Start of SUPPLIED MATERIAL
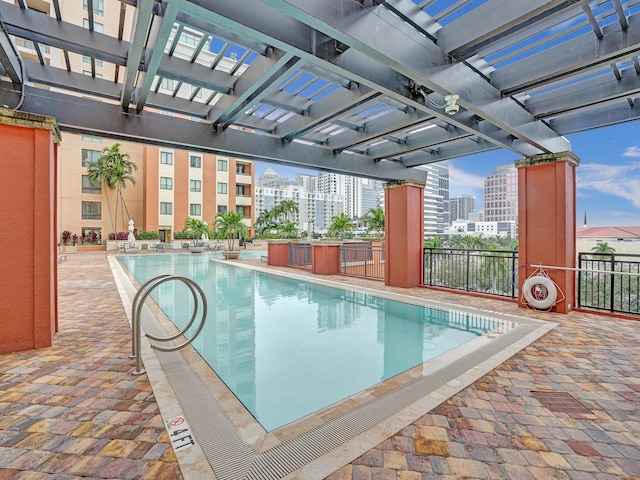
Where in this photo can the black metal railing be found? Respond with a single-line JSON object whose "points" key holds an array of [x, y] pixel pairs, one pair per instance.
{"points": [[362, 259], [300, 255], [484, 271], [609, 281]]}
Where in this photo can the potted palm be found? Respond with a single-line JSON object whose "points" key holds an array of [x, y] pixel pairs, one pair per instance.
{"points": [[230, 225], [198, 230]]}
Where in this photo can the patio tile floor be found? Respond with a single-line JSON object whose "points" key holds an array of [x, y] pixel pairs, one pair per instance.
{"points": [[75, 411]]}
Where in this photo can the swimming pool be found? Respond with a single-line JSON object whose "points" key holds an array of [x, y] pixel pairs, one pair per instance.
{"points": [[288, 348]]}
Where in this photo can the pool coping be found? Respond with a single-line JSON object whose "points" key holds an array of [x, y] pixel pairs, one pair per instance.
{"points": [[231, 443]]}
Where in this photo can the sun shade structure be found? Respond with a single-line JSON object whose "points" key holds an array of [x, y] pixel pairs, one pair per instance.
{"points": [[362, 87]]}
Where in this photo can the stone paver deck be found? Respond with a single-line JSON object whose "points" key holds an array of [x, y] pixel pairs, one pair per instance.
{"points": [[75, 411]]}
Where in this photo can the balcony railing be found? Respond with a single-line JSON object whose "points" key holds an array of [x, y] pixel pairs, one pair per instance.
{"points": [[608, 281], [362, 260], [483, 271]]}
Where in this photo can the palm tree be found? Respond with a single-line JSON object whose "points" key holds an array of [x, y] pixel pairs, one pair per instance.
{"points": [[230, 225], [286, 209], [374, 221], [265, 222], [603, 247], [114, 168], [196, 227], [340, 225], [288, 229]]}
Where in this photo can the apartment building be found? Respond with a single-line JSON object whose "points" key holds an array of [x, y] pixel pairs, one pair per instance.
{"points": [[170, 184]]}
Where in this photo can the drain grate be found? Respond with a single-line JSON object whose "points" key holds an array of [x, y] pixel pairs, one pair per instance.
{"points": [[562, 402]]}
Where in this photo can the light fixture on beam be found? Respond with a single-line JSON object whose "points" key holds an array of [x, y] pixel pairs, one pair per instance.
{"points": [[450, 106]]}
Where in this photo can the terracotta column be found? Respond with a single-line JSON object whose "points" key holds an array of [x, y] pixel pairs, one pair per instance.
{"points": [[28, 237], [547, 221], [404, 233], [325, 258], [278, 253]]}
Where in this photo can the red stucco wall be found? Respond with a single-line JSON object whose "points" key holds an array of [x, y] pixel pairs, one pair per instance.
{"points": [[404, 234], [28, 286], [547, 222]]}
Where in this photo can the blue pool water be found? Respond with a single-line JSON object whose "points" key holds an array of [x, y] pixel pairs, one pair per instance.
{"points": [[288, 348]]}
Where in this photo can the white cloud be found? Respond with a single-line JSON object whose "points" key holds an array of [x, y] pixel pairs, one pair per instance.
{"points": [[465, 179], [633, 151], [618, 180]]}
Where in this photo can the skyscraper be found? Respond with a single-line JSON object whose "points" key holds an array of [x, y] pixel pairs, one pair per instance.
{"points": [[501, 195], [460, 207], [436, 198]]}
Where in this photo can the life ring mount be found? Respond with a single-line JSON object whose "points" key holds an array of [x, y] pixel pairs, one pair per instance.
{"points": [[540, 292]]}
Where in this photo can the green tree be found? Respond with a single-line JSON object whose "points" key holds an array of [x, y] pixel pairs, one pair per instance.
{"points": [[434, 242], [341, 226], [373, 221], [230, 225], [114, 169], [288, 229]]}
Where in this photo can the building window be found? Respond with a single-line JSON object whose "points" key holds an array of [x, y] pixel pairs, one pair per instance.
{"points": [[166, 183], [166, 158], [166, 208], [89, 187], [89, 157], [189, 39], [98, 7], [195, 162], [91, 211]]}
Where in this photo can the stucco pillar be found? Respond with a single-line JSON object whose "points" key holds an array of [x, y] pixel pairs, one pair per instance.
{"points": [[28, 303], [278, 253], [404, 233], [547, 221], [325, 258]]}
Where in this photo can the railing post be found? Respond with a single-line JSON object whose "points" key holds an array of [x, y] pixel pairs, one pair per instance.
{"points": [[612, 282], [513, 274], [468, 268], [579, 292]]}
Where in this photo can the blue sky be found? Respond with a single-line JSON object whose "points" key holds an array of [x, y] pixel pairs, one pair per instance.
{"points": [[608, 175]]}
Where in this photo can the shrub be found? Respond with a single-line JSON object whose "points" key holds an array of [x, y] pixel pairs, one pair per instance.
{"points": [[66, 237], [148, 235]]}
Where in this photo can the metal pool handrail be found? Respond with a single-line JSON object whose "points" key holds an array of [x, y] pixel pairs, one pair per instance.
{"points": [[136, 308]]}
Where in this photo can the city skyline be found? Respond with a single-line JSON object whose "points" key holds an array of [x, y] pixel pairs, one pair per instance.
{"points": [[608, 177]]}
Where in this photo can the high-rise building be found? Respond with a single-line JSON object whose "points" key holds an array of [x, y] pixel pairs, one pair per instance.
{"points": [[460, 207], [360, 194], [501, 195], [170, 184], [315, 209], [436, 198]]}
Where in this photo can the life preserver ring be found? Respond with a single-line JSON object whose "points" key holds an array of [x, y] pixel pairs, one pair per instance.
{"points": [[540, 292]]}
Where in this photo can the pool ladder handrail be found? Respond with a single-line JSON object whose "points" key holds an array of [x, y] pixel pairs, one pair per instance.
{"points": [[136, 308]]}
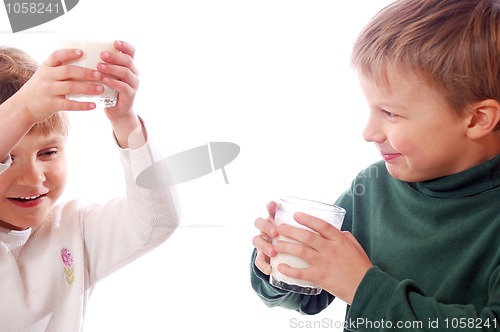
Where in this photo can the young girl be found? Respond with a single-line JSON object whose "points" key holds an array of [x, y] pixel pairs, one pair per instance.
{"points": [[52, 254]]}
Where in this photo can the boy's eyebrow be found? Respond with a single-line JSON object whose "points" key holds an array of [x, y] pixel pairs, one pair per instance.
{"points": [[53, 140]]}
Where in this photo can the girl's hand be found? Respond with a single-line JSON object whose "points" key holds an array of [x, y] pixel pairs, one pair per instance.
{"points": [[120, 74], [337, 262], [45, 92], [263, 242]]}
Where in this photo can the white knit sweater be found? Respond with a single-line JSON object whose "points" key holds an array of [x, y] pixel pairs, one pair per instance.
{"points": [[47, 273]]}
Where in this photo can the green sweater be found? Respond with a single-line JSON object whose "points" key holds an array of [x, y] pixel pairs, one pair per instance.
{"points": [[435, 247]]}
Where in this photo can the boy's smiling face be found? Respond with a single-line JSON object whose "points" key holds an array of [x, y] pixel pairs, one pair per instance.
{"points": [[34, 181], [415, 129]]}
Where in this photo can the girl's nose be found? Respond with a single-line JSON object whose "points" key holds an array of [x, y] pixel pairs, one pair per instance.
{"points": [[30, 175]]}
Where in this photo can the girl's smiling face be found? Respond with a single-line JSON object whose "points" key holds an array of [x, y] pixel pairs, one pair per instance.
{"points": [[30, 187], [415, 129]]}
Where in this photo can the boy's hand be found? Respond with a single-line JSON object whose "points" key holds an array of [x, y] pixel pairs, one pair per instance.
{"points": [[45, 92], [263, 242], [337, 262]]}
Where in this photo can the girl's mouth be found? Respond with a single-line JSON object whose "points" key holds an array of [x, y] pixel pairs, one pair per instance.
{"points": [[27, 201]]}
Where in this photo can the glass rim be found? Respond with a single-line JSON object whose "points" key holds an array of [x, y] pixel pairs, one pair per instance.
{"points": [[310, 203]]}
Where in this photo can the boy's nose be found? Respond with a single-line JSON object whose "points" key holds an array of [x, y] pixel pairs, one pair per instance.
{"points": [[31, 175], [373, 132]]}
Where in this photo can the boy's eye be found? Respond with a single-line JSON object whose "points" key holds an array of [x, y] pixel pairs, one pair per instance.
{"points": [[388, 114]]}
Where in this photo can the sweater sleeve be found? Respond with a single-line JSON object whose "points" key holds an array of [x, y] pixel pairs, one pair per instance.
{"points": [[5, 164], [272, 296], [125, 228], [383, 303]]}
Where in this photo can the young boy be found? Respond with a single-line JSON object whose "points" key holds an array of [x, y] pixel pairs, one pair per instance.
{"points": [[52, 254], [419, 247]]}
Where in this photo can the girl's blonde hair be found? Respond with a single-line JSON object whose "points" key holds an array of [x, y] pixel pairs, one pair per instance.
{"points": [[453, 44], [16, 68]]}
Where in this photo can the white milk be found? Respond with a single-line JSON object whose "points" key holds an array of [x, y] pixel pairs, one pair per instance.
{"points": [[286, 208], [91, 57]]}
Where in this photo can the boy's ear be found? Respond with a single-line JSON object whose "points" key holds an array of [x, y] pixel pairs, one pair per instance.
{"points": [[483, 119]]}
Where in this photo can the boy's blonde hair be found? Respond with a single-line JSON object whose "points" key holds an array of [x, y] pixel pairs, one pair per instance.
End of SUPPLIED MATERIAL
**WHAT NEEDS TO BE DONE:**
Duplicate the stretch of lines from the one containing "Where in this photo can the young boy" through the end of the records, word for word.

**EXPECTED ANSWER:**
Where in this photo can the young boy be found? Respond with a single-line JSON object whose "points" key holds an array of [x, y] pixel pairs, one pair per instance.
{"points": [[52, 254], [419, 247]]}
Where in this photo can the girl's blonde hair be found? Respond with a single-line JSON object whose "points" key holds an array of [x, y] pixel pairs, one pair per instance.
{"points": [[453, 44], [16, 68]]}
Where in this photo can the white milk be found? Respond with a single-line JSON object whose "points" key holds an array of [x, y] pixel pairs, one pair per instance.
{"points": [[286, 208], [91, 57]]}
Where in this photo can the boy's ear be found? Respond with a single-line JSON object whose "points" key holds an array of [x, y] pixel pairs, one pair per instance.
{"points": [[483, 119]]}
Where in this photo can the boy's blonde hair be found? Respond with a single-line JSON object whose "points" key holds an array of [x, y] pixel pairs, one pair per instance.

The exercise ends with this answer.